> **Your goal**:
Format the rows below as a two-column CSV with the header "text,answer", one line per row. Put each row's text and its answer in a single quoted field, with line breaks replaced by spaces.

(Rows for bounding box labeling)
⁂

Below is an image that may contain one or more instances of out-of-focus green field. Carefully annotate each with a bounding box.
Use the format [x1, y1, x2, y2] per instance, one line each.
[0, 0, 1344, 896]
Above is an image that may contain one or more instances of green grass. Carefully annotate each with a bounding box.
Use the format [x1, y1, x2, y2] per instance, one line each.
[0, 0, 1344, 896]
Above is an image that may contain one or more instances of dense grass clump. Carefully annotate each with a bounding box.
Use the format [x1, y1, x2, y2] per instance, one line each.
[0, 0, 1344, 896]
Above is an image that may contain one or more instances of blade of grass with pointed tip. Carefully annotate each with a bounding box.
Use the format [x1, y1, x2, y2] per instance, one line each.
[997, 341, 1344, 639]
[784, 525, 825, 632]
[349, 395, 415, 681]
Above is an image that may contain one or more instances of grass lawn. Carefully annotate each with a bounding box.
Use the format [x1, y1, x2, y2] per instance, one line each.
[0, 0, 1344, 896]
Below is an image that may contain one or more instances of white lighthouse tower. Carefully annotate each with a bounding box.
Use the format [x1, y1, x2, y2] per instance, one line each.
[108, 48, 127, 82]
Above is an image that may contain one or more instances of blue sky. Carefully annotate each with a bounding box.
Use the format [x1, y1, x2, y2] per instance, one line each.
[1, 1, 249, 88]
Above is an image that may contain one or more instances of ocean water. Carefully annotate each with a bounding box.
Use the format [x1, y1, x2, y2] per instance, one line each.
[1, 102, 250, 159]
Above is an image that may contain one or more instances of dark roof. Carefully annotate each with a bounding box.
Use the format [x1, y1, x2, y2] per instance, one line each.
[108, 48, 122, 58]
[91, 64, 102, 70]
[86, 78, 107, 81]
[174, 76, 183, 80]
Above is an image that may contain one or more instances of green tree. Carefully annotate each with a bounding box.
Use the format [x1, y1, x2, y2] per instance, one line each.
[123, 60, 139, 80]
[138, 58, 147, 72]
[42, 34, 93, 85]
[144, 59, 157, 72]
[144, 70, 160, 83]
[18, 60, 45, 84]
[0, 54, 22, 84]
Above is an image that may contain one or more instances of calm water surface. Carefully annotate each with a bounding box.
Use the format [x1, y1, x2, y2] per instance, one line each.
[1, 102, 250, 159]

⁂

> **Worked answer**:
text,answer
"Below is an image that may contain one or more instances of out-of-focus green field. Carefully annotate each with a bounding box. Use the format [x1, y1, x2, y2] per instance, one line each.","[0, 0, 1344, 896]"
"Above is an image that may contain one or more instances of green grass. Carefully annotate each with a bounding box. Use the format [x1, y1, x2, y2] per instance, one line each.","[0, 0, 1344, 896]"
"Above is an image that may contain one or more instances of dense grass clump. Carefully annotate each with a bounding box. Use the format [x1, y1, x2, y2] per instance, one line each.","[0, 0, 1344, 896]"
"Above is an image that may contain one or more instances of blade of grass with pointed tip. Carefully annotate each with a bounding box. Use the format [x1, y1, x2, y2] per instance, one line each.","[997, 341, 1344, 639] [784, 525, 825, 632] [349, 395, 415, 681]"
"Above is an image that may contain one or more instances of grass lawn. Carefully annotate each with a bounding box. Use the format [x1, y1, x2, y2] per instance, one line each.","[0, 0, 1344, 896]"
"Below is an image that may contain one or more instances of white lighthouse tower. Carefully annotate each with a bounding box. Use the format [x1, y1, x2, y2] per instance, one line each.","[108, 48, 127, 82]"
"Above is an image that may contain one or more instances of blue sky. Carefully annotate each with a bounding box. Use the format [x1, y1, x2, y2] per instance, one line each.","[1, 1, 249, 88]"
"Above is an image that may contain one or more instances of ocean water. Carefully annotate each with a bounding box. Use the format [x1, y1, x2, y2] per instance, one line each.","[1, 102, 250, 159]"
"Above is an image that may contain one or more instances of dark roof. Carefully annotate each with a bounding box. Use the format [x1, y1, x2, y2] per instance, one line each.","[108, 48, 122, 58] [91, 64, 102, 70] [86, 78, 107, 81] [174, 76, 183, 80]"
"Above is an image that may contain one or more instances of green tree. Carefully annotate each with a bounding box. Use the format [x1, y1, x2, y2] per instance, one line each.","[123, 60, 139, 80] [138, 58, 147, 72] [42, 34, 93, 85] [144, 59, 157, 72] [144, 70, 160, 83] [18, 60, 45, 84] [0, 54, 22, 84]"
"Above is an image that may contain one or more instances of calm water surface. Carefully annotate each with a bounding box. Use the format [x1, y1, x2, y2] per instance, one line each.","[1, 102, 250, 159]"